┌─ EXTRAIT DU DOCUMENT
Un tunnel utérin recrache un jeune homme prénommé Samir vers la cité ouvrière de son passé. On dirait le Sud. Le temps dure longtemps. La chaleur fige la grand-rue que traverse une voie ferrée. Le sable se soulève par bourrasques. Un chien aboie. La caravane ne passe pas. Mais elle le pourrait. Adieu Gary et ses accords monocordes de guitare sèche imposent, en effet, d’emblée la mythologie du western. Il sera latin, nonchalant et jouera en permanence sur la suspension (des personnages englués dans la léthargie de l’attente, de l’inactivité et de l’ennui, mais aussi des mots : il est rare que Jean-Pierre Bacri, qui tient le rôle central de Francis, finisse, par exemple, ses phrases).  Dans cette ville destinée à devenir fantôme, dotée d’un avenir fantôme que le spectateur découvre à travers le regard du revenant, pèse aussi le fantôme d’un père. Celui de José, garçon pataud muré dans le silence. Parti avec une autre femme, il avait le menton de Gary Cooper.
Adieu Gary n’en dit jamais trop, c’est même là son atout majeur. Mais, de scènes en scènes, il saisit l’essentiel avec une délicatesse de touche qui ne s’exonère jamais d’un humour discret. Traces secrètes de la sensualité complice régnant entre ce couple (si peu) clandestin que forment Francis et Maria (Dominique Reymond), la mère de José. Rapports conflictuels opposant Francis, licencié d’une usine morte où il continue pourtant de huiler sa machine, à son fils à demi arabe, Samir, condamné à se déguiser en souris au supermarché du coin – semaine du fromage oblige - et filmé derrière une fenêtre hérissée de barreaux. Sclérose d’un travail humiliant ressenti comme une deuxième prison puisque Samir sort tout juste d’un séjour à l’ombre.
└─
- [CONSIGNE]:
Écrivez la suite de la critique du film Adieu Gary, s'il vous plaît, en partant de sa dernière phrase. Les lignes n'ont aucun rôle dans cet exercice.
┌─ JEU DE DONNÉES
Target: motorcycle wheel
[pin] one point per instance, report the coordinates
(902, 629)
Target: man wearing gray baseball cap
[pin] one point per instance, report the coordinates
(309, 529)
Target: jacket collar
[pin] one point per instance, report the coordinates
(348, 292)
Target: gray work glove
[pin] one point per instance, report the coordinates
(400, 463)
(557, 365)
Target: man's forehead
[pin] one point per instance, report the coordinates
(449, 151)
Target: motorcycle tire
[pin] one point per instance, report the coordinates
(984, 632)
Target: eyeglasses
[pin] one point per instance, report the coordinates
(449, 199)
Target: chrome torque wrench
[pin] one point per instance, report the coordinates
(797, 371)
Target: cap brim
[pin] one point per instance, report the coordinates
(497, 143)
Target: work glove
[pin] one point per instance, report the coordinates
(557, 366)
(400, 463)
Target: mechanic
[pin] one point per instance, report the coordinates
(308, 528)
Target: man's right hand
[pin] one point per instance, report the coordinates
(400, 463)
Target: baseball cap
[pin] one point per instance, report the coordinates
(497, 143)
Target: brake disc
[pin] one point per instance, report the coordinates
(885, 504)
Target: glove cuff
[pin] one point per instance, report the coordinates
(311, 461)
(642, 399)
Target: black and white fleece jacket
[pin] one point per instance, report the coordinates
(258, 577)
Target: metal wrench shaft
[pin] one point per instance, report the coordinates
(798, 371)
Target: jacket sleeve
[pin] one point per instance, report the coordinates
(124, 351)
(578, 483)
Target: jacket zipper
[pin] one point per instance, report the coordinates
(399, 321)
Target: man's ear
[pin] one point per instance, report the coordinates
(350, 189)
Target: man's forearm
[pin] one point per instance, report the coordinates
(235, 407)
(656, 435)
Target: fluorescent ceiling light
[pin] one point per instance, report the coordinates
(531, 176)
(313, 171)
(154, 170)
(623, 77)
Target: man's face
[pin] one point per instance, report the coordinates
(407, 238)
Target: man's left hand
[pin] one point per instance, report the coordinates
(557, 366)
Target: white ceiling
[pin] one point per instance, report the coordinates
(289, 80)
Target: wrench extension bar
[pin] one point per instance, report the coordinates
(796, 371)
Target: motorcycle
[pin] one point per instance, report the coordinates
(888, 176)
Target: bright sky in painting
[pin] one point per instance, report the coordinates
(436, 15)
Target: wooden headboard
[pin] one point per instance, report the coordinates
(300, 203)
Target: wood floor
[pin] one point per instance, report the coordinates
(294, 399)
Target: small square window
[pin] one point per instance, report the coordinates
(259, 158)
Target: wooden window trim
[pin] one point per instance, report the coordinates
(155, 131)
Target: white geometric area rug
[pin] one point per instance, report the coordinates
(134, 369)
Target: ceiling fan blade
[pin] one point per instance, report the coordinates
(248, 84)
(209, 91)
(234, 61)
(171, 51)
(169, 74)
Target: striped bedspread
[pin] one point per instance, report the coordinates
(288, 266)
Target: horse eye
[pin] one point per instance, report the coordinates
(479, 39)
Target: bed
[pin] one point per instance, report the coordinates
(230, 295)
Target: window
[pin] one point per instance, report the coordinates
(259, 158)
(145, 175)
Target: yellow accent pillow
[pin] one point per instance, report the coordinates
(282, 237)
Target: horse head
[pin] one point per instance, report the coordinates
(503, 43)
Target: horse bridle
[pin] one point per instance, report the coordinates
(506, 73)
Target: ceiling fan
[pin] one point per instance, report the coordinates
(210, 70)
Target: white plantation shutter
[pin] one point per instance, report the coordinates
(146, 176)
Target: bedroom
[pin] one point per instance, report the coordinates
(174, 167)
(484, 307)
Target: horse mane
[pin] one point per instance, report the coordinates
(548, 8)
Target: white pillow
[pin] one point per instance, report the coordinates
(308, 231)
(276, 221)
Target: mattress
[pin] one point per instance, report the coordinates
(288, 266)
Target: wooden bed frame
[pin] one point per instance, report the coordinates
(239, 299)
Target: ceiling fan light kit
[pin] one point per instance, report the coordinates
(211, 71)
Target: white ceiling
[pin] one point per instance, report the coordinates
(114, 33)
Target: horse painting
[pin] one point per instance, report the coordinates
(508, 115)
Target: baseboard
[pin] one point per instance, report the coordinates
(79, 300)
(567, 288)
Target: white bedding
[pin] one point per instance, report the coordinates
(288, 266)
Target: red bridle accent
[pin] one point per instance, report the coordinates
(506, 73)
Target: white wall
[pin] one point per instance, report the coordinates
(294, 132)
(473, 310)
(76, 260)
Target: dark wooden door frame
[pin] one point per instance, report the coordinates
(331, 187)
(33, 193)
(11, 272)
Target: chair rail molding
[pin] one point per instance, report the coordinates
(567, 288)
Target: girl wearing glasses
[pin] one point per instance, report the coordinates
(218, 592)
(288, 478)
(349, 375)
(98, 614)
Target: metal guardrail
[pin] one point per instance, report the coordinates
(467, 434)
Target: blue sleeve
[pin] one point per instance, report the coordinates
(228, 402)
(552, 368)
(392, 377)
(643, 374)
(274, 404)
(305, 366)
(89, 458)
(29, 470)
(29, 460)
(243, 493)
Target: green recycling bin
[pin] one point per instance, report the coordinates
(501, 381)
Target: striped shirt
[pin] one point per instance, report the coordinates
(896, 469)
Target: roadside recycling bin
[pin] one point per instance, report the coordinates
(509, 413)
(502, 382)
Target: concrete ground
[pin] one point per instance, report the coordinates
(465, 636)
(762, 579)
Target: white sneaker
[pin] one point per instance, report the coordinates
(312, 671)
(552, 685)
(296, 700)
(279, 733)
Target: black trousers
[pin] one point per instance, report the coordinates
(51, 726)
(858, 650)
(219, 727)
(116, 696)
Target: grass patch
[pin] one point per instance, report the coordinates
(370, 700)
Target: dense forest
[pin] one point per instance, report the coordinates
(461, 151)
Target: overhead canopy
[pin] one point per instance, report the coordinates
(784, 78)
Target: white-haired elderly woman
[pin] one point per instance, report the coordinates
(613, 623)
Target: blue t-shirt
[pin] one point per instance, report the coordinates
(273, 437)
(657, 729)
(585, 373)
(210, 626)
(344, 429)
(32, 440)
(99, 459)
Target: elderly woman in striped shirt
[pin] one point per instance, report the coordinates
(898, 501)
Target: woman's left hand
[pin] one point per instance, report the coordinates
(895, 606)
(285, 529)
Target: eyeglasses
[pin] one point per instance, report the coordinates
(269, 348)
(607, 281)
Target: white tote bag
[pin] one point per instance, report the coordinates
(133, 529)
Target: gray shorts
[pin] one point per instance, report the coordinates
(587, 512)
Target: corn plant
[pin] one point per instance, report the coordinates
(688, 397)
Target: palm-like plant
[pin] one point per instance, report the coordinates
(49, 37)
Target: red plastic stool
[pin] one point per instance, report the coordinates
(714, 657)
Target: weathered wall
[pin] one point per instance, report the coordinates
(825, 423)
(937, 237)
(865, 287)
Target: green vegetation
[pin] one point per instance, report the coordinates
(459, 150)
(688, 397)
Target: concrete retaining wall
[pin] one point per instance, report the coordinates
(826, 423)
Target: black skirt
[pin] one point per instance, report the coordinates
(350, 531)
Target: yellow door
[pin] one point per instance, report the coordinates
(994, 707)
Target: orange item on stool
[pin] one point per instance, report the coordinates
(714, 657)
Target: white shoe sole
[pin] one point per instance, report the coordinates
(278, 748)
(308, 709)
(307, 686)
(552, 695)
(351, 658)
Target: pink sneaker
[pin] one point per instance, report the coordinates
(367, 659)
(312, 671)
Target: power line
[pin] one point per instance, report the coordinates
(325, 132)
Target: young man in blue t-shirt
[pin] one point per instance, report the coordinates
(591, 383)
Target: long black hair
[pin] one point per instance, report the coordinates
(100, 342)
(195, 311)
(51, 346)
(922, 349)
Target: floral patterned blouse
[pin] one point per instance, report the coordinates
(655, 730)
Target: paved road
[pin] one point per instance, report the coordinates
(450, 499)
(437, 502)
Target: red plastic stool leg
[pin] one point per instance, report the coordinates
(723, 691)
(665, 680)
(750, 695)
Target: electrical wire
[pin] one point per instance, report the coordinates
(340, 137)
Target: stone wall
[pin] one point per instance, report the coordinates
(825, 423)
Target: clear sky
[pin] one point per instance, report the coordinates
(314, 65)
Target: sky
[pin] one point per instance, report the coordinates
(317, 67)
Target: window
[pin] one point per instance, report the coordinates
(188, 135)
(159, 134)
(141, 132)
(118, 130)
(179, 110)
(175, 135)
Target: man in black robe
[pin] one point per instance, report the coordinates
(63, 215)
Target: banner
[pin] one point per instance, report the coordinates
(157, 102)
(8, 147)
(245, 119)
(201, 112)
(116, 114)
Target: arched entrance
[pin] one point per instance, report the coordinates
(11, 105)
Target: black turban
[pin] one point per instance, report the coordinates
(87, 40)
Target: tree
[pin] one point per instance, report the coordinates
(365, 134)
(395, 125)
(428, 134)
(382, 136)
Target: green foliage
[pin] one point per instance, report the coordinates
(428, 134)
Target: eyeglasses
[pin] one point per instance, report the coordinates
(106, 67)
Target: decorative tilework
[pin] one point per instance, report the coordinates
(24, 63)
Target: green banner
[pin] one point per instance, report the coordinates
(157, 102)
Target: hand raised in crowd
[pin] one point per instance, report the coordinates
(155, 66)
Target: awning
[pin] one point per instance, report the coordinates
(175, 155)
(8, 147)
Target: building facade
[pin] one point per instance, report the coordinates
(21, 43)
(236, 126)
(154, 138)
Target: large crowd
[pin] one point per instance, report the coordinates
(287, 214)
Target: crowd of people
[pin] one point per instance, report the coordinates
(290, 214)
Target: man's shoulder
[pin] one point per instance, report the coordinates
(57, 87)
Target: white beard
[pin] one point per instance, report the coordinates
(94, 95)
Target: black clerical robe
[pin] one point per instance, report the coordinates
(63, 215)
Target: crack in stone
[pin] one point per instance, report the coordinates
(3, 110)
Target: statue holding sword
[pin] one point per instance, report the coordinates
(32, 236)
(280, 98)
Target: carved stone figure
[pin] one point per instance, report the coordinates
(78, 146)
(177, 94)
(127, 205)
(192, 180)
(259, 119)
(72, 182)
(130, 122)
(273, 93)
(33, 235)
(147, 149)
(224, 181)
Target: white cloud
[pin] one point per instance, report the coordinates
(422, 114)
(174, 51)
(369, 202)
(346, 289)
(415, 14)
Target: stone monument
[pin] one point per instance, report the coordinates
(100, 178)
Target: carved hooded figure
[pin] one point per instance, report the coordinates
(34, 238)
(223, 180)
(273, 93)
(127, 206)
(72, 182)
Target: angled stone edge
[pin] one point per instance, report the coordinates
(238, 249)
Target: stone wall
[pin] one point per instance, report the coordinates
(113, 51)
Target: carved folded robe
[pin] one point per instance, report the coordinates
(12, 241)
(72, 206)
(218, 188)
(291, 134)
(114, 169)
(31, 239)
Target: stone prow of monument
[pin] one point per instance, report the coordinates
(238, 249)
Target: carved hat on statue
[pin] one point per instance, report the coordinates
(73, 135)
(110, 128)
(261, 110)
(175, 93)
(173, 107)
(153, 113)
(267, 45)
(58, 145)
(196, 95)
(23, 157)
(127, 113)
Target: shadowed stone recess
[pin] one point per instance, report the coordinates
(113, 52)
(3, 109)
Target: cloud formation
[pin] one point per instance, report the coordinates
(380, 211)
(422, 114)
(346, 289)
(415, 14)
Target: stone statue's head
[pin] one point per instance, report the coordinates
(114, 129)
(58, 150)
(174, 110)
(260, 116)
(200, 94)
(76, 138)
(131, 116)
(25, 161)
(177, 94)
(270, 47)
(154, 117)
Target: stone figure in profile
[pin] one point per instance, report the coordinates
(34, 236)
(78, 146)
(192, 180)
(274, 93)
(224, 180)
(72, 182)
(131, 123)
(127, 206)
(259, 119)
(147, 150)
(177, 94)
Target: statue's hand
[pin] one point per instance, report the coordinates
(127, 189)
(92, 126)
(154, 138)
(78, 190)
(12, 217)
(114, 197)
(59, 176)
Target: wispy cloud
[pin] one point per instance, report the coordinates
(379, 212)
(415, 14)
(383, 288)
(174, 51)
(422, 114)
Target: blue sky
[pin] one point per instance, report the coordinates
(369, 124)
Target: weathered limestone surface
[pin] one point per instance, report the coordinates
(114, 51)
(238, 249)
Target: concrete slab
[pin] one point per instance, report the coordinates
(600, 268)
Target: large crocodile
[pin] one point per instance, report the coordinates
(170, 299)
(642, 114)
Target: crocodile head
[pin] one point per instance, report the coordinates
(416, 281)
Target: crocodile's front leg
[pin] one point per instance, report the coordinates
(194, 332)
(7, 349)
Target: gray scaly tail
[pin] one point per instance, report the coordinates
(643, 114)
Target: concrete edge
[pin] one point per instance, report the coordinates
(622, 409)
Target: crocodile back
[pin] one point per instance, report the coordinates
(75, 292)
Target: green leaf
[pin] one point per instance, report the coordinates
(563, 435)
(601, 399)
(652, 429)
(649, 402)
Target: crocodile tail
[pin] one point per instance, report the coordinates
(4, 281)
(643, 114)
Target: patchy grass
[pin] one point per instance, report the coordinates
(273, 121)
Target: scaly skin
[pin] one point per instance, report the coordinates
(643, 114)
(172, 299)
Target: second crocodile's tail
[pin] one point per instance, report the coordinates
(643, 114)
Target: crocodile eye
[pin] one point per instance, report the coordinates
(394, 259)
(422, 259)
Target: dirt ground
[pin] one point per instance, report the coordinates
└─
- [RÉPONSE]:
Nassim Amaouche, qui signe son premier long métrage, mêle avec fluidité panade sociale (Maria sert de cobaye à un laboratoire pharmaceutique) et mythe du retour au bled. Contraste entre une maison du peuple désertée et une mosquée pleine. Entre une génération de jeunes gens qui peine à trouver leur place et des filles qui ont « les couilles » de s’en aller (Sabrina Ouazani, Nejma, impeccable de dignité). Au cœur de l’immobilisme et d’une incommunicabilité père-fils teintée de tendresse, le réalisateur sème aussi des moyens de locomotion : un avion lézarde le ciel, une voiture roule sur les rails de la ligne de chemin de fer, les trains passent - délocalisant la tradition ouvrière de la ville vers un hypothétique ailleurs-  Abdel, le handicapé bunuelien (et le sage du film), manœuvre son fauteuil électrique. Nassim Amaouche aligne les moments de grâce (un travelling nocturne sur sa famille d’acteurs, la chanson de Nejma). Il vibre incontestablement pour le cinéma. Celui que José regarde sur un écran de télé qui diffuse en boucle les longs métrages de Gary Cooper, père de substitution mythifié.  Mais aussi celui que Francis endosse, le temps d’une séquence majeure, pour se faire, enfin, accepter.